Top of Supplied data
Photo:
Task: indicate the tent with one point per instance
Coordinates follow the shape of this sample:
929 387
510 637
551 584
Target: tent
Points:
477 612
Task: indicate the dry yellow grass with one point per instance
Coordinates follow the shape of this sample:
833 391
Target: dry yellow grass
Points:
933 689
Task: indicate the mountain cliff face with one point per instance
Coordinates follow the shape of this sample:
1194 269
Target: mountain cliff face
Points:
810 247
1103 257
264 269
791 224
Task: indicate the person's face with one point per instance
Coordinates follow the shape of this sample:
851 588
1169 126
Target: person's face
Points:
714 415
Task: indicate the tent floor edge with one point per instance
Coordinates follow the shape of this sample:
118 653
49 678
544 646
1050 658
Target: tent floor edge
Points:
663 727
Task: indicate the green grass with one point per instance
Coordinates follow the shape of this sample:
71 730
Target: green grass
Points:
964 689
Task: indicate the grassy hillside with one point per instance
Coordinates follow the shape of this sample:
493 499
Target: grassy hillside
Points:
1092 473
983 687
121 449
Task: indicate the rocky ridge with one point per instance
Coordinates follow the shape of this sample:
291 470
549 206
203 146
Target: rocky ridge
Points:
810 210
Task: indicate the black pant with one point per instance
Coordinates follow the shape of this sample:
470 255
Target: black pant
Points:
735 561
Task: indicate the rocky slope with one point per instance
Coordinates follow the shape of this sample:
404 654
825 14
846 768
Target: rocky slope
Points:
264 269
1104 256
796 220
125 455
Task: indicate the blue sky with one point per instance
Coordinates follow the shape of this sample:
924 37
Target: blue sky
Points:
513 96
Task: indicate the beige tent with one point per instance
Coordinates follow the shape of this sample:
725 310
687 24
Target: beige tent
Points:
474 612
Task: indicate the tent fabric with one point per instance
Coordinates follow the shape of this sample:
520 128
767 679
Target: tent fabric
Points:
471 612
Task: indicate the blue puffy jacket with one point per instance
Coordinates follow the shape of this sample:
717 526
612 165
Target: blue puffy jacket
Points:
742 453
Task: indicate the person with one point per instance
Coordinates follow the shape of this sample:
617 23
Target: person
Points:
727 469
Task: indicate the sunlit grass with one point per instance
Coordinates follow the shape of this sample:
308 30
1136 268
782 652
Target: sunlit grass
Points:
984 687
Bottom of Supplied data
## What you are asked to do
Print the records once more, exactly as written.

## Solution for this problem
Photo:
Task: indicate the tent with one point per instance
Coordinates follow the shape of this sample:
929 387
510 637
551 584
Target: tent
Points:
477 612
Task: indicate the dry yellow grass with one point per instance
Coordinates follow the shape of this sample:
833 391
Target: dry yellow grass
Points:
933 689
Task: indicate the mountain cliff face with one point per instance
Coordinates follow the shape of this sample:
1194 269
Target: mountain cliff face
Points:
810 247
1103 257
264 269
791 224
Task: indicate the person's face with one point per instance
Coordinates follow the shape of this sample:
851 588
1169 126
Target: person's face
Points:
714 415
Task: indicate the tent floor edge with one point per instance
Coordinates follow the shape of this sample:
118 653
49 678
544 646
1050 658
Target: tent floor edge
Points:
663 727
Task: indicate the green grass with one point per instance
Coordinates follow the shape of this sample:
71 730
Target: green grass
Points:
964 689
Task: indicate the grassy hillside with one point per instance
Coordinates follow the shape of this sample:
493 499
Target: grassy hillside
Points:
1092 473
983 687
121 449
Task: indicate the rocky ridge with one point per instance
Coordinates follow the shape of this sample:
291 470
549 206
203 146
Target: rocky ridge
Points:
810 210
Task: indicate the black pant with one point per instance
Coordinates follow the shape of this sample:
470 255
Target: black pant
Points:
735 561
Task: indicate the rocky slope with one point per instance
Coordinates follow the shape of this sample:
404 654
825 14
846 768
Target: rocky slope
Points:
264 269
1104 256
796 220
125 455
Task: indicate the blue sky with one point per instance
Coordinates follow the shape of this sample:
924 37
Target: blue sky
Points:
513 96
Task: indicate the beige tent with one point per instance
Coordinates follow the shape of this sample:
725 310
687 24
Target: beige tent
Points:
474 612
Task: indicate the tent fabric with one point per instance
Coordinates follow the shape of this sample:
520 128
767 679
Target: tent fabric
Points:
471 612
Task: indicate the blue puffy jacket with one point per instance
Coordinates follow the shape of this sample:
717 526
612 165
Target: blue puffy jacket
Points:
742 453
Task: indicate the person with one point per instance
Coordinates follow the shape of this sample:
617 23
Target: person
Points:
727 469
Task: indicate the sunlit grass with one point per instance
Coordinates follow the shape of this sample:
308 30
1136 268
782 652
Target: sunlit grass
Points:
984 687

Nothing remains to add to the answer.